▸ **Goal of the exercise**:
Can you render all of these records as a two-column CSV with the headers "text" and "points", one row per record? Put each record's text and its answer in a quoted field of its own, with line breaks replaced by spaces.

▸ **Available records**:
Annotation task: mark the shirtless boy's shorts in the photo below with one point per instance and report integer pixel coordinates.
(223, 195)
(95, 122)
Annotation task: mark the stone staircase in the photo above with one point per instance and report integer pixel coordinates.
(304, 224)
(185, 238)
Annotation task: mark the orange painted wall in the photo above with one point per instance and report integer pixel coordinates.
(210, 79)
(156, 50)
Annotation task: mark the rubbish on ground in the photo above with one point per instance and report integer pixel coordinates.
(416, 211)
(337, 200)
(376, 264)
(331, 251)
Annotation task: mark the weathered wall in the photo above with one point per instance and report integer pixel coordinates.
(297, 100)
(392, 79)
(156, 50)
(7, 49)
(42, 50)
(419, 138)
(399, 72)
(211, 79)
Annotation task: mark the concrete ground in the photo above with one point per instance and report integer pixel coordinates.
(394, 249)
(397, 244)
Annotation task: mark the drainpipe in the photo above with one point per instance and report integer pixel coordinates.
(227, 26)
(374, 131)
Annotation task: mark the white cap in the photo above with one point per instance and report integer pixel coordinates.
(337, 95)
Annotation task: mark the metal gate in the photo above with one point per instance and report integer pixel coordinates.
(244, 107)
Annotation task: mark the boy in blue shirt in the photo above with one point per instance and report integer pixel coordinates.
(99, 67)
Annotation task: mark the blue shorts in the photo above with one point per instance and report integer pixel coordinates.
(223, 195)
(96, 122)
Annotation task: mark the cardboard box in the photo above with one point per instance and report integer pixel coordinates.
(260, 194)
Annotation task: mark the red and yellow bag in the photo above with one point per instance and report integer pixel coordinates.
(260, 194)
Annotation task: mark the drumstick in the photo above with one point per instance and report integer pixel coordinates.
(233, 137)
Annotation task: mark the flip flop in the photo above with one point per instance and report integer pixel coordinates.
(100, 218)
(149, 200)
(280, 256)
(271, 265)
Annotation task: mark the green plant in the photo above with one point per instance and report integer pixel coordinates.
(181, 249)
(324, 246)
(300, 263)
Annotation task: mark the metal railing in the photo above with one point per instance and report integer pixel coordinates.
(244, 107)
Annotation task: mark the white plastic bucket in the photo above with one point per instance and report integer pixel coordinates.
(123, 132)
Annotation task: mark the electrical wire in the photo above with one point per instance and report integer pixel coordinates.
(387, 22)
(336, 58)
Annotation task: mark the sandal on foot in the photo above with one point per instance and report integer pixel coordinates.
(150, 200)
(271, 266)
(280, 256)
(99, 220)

▸ **Response to this exercise**:
text,points
"Annotation task: mark the shirtless boy's shorts in the photo below with one point per instance and report integer pixel coordinates.","(223, 195) (95, 122)"
"Annotation task: mark the stone staircase in the photo above with one point per instance and report integer pixel coordinates.","(304, 224) (185, 238)"
"Annotation task: mark the orange painted wall in the photo above with one point per instance and report integer pixel coordinates.","(210, 79) (156, 50)"
"Annotation task: mark the rubbish on ground in the photo above with one point per instance and report integer pixel coordinates.","(416, 211) (337, 200) (376, 264) (331, 251)"
"Annotation task: mark the weathered wall in the photo above with one point per instance and report integer pixel coordinates.","(297, 100) (392, 79) (156, 50) (7, 49) (42, 50) (419, 138) (399, 72) (211, 79)"
"Annotation task: mark the concrete ground in the photo above with one point per instance and report integer pixel coordinates.","(394, 249) (397, 244)"
"Annotation task: mark the drainpipe in the photo above with one point per instance and report integer pixel coordinates.","(227, 26) (374, 131)"
"Annotation task: mark the white cap in the photo above with one point per instance and report integer pixel coordinates.","(337, 95)"
"Annotation task: mark the metal gate in the photo above with one point per instance and report integer pixel coordinates.","(244, 107)"
"Annotation task: mark the boy in blue shirt in the photo above with one point per instance and report integer pixel coordinates.","(99, 67)"
"Annotation task: mark the blue shorts in the photo above with one point per instance and report integer pixel coordinates.","(223, 195) (96, 122)"
"Annotation task: mark the cardboard box in the photo above with one point per instance and report integer pixel coordinates.","(260, 194)"
"Annotation task: mark the red and yellow bag in the photo above with one point per instance and report integer pixel coordinates.","(260, 194)"
"Annotation task: mark the drumstick in the photo above with one point per instance and report integer pixel coordinates.","(233, 137)"
"Annotation task: mark the flip flop in the photo above with one point per instance and report integer pixel coordinates.","(100, 218) (149, 200) (280, 256) (271, 265)"
"Annotation task: mark the green plant in the photo above with one point per instance and report integer pixel coordinates.","(181, 249) (324, 246) (300, 263)"
"Annotation task: mark the metal railing in the photo above with one point per instance and report integer pixel coordinates.","(244, 107)"
"Annotation task: mark the white plastic bucket in the photo above with one point per instance and report integer pixel coordinates.","(123, 132)"
"Annotation task: mark the electrical wire in the photo above with one point per instance and report integer pixel coordinates.","(387, 22) (336, 58)"
"Annotation task: mark the sandal on foot in the photo above with one point per instance and report integer pixel coordinates.","(150, 200) (271, 266) (280, 256) (99, 220)"